**Challenge**
The entries below should be output exactly as written.

[Recorded data]
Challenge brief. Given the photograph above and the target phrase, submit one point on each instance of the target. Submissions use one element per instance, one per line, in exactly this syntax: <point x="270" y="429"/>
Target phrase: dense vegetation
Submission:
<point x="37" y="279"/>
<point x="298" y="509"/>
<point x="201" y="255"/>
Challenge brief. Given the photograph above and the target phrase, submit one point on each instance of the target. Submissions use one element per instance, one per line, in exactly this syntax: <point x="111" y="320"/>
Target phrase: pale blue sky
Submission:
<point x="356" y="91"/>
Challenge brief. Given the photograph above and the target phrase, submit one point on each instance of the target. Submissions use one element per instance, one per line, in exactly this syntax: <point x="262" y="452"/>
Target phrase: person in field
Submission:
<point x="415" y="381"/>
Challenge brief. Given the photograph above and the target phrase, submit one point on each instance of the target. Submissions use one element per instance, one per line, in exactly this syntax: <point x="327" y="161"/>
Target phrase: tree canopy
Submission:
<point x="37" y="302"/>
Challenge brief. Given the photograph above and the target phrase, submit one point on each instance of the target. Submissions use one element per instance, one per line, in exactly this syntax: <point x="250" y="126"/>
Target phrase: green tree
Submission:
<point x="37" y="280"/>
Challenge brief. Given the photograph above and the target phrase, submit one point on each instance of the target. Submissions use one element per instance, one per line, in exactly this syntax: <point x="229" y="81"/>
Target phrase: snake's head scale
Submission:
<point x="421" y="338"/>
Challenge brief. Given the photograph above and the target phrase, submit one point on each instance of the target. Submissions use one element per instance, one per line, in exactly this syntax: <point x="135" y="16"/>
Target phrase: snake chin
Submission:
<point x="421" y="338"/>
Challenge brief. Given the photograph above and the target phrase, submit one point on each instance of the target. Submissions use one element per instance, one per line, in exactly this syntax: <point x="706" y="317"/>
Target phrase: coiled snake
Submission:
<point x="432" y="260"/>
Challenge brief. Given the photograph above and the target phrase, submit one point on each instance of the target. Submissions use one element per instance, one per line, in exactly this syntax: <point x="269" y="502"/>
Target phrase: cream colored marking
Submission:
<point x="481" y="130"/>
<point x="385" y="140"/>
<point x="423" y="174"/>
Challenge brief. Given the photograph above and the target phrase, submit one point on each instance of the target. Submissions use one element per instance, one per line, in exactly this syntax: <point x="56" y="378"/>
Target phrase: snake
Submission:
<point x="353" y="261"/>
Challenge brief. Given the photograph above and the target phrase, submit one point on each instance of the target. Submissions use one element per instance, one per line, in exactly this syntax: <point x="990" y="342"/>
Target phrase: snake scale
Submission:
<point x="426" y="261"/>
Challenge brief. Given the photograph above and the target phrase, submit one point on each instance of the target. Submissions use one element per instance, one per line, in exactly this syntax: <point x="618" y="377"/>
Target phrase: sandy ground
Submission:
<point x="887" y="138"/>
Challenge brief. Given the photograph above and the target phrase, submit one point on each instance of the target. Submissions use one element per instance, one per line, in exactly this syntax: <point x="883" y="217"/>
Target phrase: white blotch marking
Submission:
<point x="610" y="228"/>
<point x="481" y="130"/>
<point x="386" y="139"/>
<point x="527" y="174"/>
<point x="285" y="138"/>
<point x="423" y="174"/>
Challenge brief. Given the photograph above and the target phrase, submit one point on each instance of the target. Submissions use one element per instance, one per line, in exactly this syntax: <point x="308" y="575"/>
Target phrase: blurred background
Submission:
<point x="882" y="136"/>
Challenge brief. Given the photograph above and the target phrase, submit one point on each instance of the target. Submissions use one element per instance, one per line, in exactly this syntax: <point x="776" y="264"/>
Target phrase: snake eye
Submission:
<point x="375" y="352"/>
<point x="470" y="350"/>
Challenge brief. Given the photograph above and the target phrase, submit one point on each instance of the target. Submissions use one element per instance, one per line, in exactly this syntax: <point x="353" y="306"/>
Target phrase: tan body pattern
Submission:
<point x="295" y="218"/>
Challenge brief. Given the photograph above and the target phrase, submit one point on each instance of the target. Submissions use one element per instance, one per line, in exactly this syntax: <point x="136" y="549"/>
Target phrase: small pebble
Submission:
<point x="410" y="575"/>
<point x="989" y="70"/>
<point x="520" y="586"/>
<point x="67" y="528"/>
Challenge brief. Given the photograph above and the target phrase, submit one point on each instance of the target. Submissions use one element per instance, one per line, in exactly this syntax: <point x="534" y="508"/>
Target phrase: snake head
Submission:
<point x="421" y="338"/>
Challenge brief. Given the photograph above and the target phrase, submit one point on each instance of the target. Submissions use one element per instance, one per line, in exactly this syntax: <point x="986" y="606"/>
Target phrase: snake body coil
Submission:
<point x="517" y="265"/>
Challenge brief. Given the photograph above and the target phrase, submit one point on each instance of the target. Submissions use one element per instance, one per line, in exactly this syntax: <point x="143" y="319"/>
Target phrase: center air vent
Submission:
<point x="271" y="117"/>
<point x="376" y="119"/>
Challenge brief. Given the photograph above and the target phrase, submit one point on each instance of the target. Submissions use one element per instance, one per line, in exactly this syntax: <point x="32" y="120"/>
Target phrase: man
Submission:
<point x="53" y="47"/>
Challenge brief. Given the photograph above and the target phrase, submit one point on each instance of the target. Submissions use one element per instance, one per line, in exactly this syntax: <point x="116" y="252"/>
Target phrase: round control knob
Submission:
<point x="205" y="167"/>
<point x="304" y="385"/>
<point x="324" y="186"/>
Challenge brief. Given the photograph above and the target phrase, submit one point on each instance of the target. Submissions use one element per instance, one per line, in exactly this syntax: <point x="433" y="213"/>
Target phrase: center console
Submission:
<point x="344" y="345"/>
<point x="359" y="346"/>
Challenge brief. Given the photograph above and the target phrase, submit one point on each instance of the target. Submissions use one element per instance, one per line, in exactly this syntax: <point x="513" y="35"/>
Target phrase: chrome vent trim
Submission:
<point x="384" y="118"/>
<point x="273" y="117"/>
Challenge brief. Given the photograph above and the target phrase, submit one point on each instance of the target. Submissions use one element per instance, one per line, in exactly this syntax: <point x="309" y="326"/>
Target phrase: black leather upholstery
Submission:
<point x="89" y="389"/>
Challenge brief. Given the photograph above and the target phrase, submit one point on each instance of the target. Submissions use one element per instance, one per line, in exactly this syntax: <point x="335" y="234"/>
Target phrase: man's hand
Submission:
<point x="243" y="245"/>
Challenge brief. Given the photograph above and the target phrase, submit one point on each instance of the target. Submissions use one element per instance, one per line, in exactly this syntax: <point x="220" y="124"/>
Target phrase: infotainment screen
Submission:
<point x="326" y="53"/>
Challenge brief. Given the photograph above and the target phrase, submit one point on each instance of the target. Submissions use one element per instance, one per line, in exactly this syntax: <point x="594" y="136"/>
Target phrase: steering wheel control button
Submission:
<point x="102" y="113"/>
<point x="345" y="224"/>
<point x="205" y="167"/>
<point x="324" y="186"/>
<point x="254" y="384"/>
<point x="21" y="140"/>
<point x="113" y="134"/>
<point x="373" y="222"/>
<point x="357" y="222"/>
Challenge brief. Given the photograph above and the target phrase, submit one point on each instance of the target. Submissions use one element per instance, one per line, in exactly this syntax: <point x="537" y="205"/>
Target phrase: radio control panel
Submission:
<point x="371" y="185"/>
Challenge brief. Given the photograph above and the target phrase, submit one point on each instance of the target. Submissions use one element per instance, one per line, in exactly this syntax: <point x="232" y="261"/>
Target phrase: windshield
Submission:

**The result**
Challenge brief. Given the photograph above and the target phrase, submit one point on each instance of the target. Submissions use one element per instance, one per line, in exactly this syntax: <point x="270" y="429"/>
Target phrase: dense vegetation
Submission:
<point x="37" y="279"/>
<point x="298" y="509"/>
<point x="201" y="255"/>
Challenge brief. Given the photograph above and the target phrase, submit one point on each instance of the target. Submissions use one element per instance, one per line, in exactly this syntax: <point x="111" y="320"/>
Target phrase: pale blue sky
Submission:
<point x="356" y="91"/>
Challenge brief. Given the photograph above and the target phrase, submit one point on each instance of the target. Submissions use one element per instance, one per line, in exactly this syntax: <point x="262" y="452"/>
Target phrase: person in field
Submission:
<point x="415" y="381"/>
Challenge brief. Given the photograph above and the target phrase, submit one point on each instance of the target. Submissions use one element per instance, one per line, in exactly this syntax: <point x="327" y="161"/>
Target phrase: tree canopy
Submission:
<point x="37" y="302"/>
Challenge brief. Given the photograph above and the target phrase, submit one point on each instance of the target. Submissions use one element per instance, one per line, in exactly this syntax: <point x="250" y="126"/>
Target phrase: green tree
Submission:
<point x="37" y="280"/>
Challenge brief. Given the photograph above and the target phrase, submit one point on each instance of the target. Submissions use one element per instance, one per line, in exactly this syntax: <point x="229" y="81"/>
Target phrase: snake's head scale
Submission:
<point x="421" y="338"/>
Challenge brief. Given the photograph above and the target phrase, submit one point on each instance of the target. Submissions use one element per instance, one per line, in exactly this syntax: <point x="135" y="16"/>
Target phrase: snake chin
Submission:
<point x="421" y="338"/>
Challenge brief. Given the photograph above and the target phrase, submit one point on each instance of the target. Submissions use one element per instance, one per line, in exactly this syntax: <point x="706" y="317"/>
Target phrase: coiled snake
Submission:
<point x="432" y="260"/>
Challenge brief. Given the photograph above and the target phrase, submit one point on each instance of the target. Submissions use one element per instance, one per line, in exactly this syntax: <point x="269" y="502"/>
Target phrase: cream colored marking
Submission:
<point x="481" y="130"/>
<point x="385" y="140"/>
<point x="423" y="174"/>
Challenge brief. Given the photograph above and the target phrase, submit one point on each instance of the target. Submissions use one element per instance, one per line, in exactly this syntax: <point x="56" y="378"/>
Target phrase: snake
Submission:
<point x="353" y="261"/>
Challenge brief. Given the photograph above and the target phrase, submit one point on each instance of the target. Submissions use one element per instance, one per line, in exactly this syntax: <point x="990" y="342"/>
Target phrase: snake scale
Submission:
<point x="426" y="261"/>
Challenge brief. Given the photograph above and the target phrase, submit one point on each instance of the target. Submissions use one element per instance, one per line, in exactly this syntax: <point x="618" y="377"/>
Target phrase: sandy ground
Submission:
<point x="887" y="138"/>
Challenge brief. Given the photograph above and the target phrase, submit one point on each instance of the target. Submissions use one element per instance, one per line, in exactly this syntax: <point x="883" y="217"/>
Target phrase: white blotch marking
Submission:
<point x="610" y="228"/>
<point x="481" y="130"/>
<point x="386" y="139"/>
<point x="527" y="174"/>
<point x="285" y="138"/>
<point x="423" y="174"/>
Challenge brief. Given the photograph above and the target phrase, submit one point on each instance of the target. Submissions use one element per instance, one per line, in exactly this syntax: <point x="308" y="575"/>
Target phrase: blurred background
Submission:
<point x="882" y="136"/>
Challenge brief. Given the photograph above and the target phrase, submit one point on each instance of the target. Submissions use one element per instance, one per line, in exactly this syntax: <point x="776" y="264"/>
Target phrase: snake eye
Submission:
<point x="375" y="352"/>
<point x="470" y="350"/>
Challenge brief. Given the photograph above and the target phrase, submit one point on each instance of the target. Submissions use one element per instance, one per line, in exactly this syntax: <point x="353" y="306"/>
Target phrase: tan body pattern
Submission:
<point x="295" y="218"/>
Challenge brief. Given the photograph above and the target phrase, submit one point on each instance of the target. Submissions use one element per instance, one per line, in exactly this syntax: <point x="136" y="549"/>
Target phrase: small pebble
Submission:
<point x="410" y="575"/>
<point x="989" y="70"/>
<point x="520" y="586"/>
<point x="67" y="528"/>
Challenge brief. Given the photograph above and the target phrase, submit one point on each instance of the target. Submissions use one element per instance, one per line, in exactly this syntax: <point x="534" y="508"/>
Target phrase: snake head
Submission:
<point x="421" y="338"/>
Challenge brief. Given the photograph above and the target phrase, submit one point on each instance of the target. Submissions use one element per instance, one per line, in exactly this syntax: <point x="986" y="606"/>
Target phrase: snake body coil
Submission:
<point x="517" y="265"/>
Challenge brief. Given the photograph above and the target phrase, submit one point on each instance of the target. Submissions use one element per instance, one per line, in exactly this syntax: <point x="143" y="319"/>
Target phrase: center air vent
Submission:
<point x="271" y="117"/>
<point x="376" y="119"/>
Challenge brief. Given the photograph above and the target phrase, submit one point on each instance of the target. Submissions use one element per instance, one per line, in exactly this syntax: <point x="32" y="120"/>
Target phrase: man
Submission:
<point x="53" y="47"/>
Challenge brief. Given the photograph above and the target phrase, submit one point on each instance of the target. Submissions use one element per instance, one per line, in exactly this syntax: <point x="116" y="252"/>
Target phrase: round control knob
Submission:
<point x="205" y="167"/>
<point x="304" y="385"/>
<point x="324" y="186"/>
Challenge brief. Given the photograph above and the target phrase, submit one point on each instance of the target. Submissions use one element per instance, one per line, in exactly this syntax: <point x="433" y="213"/>
Target phrase: center console
Submission:
<point x="344" y="345"/>
<point x="359" y="346"/>
Challenge brief. Given the photograph above and the target phrase, submit one point on each instance of the target. Submissions use one element per instance, one per line, in exactly this syntax: <point x="513" y="35"/>
Target phrase: chrome vent trim
Submission:
<point x="384" y="118"/>
<point x="273" y="117"/>
Challenge brief. Given the photograph above and the target phrase, submit one point on each instance of the target. Submissions use one element per instance, one per line, in exactly this syntax: <point x="309" y="326"/>
Target phrase: black leather upholstery
Submission:
<point x="89" y="389"/>
Challenge brief. Given the photograph above and the target phrase, submit one point on each instance of the target. Submissions use one element per instance, one per line, in exactly this syntax: <point x="335" y="234"/>
Target phrase: man's hand
Submission:
<point x="243" y="245"/>
Challenge brief. Given the photograph above and the target phrase, submit one point on each instance of the target. Submissions use one element per instance, one per line, in exactly this syntax: <point x="220" y="124"/>
Target phrase: infotainment screen
Submission:
<point x="326" y="53"/>
Challenge brief. Given the photograph above and the target phrase, submit one point on each instance of the target. Submissions use one element per instance, one per line, in exactly this syntax: <point x="594" y="136"/>
Target phrase: steering wheel control button
Submission:
<point x="102" y="113"/>
<point x="345" y="224"/>
<point x="205" y="167"/>
<point x="324" y="186"/>
<point x="254" y="384"/>
<point x="21" y="140"/>
<point x="113" y="134"/>
<point x="373" y="222"/>
<point x="357" y="222"/>
Challenge brief. Given the photograph above and the target phrase, submit one point on each instance of the target. Submissions use one element per instance, one per line, in exactly this syntax: <point x="537" y="205"/>
Target phrase: radio control panel
Submission:
<point x="371" y="185"/>
Challenge brief. Given the photograph above and the target phrase, submit one point on each instance of the target. Submissions use one element per instance, one per line, in exactly this syntax: <point x="232" y="261"/>
Target phrase: windshield
Submission:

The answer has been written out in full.